■ Text ■
★ ★ ★ ★ ★ ★ ★

What is it with these fruit wines?

'Those awful wines that aren’t real wines just grape juice mixed with some wine! What are they about?’ was the question being laid squarely on the table.' Tom Clegg investigates

By | Mon 2 Oct 2017

Last month something remarkable happened. On three separate unprovoked occasions I found myself confronted by a subject I think we’ll all agree is of utmost importance considering the general state of everything in the world right now.

‘Those awful wines that aren’t real wines just grape juice mixed with some wine! What are they about?’ was the question being laid squarely on the table.

As wine establishments continue to spring up across Chiang Mai, I hope that the following discussion will shed some light on this critical topic.
The subject of wine is an enormous one, and as the bottom of the page is but a few inches from what you are reading now I will merely be scratching the anthocyan pigment of this vitaceaen subject.

In general, wine can only be produced using grapes from the species Vitis vinifera and then only from a few specific varieties. This means that if the bottle ordered has the name of a fruit on it, then it isn’t really wine. It may be a mixture of the fruit and grape juice, but the presence of a fruit other than grapes makes the term ‘wine’ redundant and misleading.

Although an alcoholic beverage can be made using almost any fruit or berry one can squeeze a bit of juice out of, the process of fermentation often needs to be artificially assisted. A lack of sugar and unreliable levels of acidity in many fruits and berries may require dilution with water and the addition of sugar and nutrients to encourage the natural yeasts to do their thing.

Not so with wine. The grape has been cultivated over millennia to have an almost perfect balance of all that is needed to produce a tasty alcoholic beverage with minimal interference and the wine will continue to develop after bottling.

Unlike the proper stuff, fruit wines are unlikely to benefit from any ageing in the bottle. If anyone ever says anything like “I’ve been waiting for a special occasion like this to crack open a couple of bottles of my ‘78 Elderberry Reserve Superb” it is probably a good idea to come up with a suitable excuse, and leave.

And this brings me to the flavour and the magic of the grape. Of course, if one orders a strawberry wine one is not going to be too surprised that it tastes a bit like strawberries. Astonishingly however, a glass of wine very rarely ever tastes of grape. Whether one considers those tasting notes on the label of a bottle of wine pretentious or a useful indication of what is about to be poured into the glass, they almost never mention ‘overtones of grapiness’. They will, however, mention an array of other flavours from oak to chocolate. And that’s amazing. No oak leaf or chocolate bar is ever allowed near a vat of wine, yet such flavours are aromas undeniably present.

★ ★ ★ ★ ★ ★ ★

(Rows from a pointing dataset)
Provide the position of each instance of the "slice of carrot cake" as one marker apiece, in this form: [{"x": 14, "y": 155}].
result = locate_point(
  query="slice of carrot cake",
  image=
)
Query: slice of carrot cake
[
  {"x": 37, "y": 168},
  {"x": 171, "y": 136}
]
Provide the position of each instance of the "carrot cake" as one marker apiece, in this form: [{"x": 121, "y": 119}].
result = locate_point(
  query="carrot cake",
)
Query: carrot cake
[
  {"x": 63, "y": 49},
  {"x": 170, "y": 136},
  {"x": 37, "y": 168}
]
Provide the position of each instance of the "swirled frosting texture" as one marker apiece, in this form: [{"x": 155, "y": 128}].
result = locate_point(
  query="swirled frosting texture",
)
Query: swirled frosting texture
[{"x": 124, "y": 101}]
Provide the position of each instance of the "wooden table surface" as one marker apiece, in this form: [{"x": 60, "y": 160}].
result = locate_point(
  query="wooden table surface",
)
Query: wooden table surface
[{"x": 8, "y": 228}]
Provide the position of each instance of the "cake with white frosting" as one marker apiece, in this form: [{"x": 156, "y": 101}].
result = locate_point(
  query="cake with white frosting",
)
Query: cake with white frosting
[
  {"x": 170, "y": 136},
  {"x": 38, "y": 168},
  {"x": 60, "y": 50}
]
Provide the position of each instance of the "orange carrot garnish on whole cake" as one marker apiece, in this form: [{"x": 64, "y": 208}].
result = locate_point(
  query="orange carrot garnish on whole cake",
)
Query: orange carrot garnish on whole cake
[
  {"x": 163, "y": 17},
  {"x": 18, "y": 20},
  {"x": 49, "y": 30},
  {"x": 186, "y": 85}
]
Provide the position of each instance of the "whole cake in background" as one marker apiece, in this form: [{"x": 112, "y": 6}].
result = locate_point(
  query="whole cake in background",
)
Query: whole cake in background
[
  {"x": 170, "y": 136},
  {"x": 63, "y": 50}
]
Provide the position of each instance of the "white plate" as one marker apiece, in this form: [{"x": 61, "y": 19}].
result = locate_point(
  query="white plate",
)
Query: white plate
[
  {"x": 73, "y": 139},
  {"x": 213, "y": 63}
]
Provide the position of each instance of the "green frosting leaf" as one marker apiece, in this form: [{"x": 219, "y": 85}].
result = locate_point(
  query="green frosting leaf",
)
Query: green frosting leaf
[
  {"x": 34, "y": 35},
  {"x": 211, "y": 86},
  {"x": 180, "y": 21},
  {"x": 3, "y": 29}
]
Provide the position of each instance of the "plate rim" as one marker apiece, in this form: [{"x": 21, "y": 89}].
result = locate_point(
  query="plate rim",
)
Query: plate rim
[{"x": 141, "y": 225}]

★ ★ ★ ★ ★ ★ ★

■ Requirement 1 ■
According to the fruit wine article, why does making an alcoholic drink from most fruits or berries often require help with fermentation?
■ Requirement 2 ■
Count the lines in the records that contain the string "orange", treating case as significant, and give only the number.

■ Solution 1 ■
Many fruits and berries lack sugar and have unreliable levels of acidity. So the juice may have to be diluted with water, with sugar and nutrients added to encourage the natural yeasts.

■ Solution 2 ■
3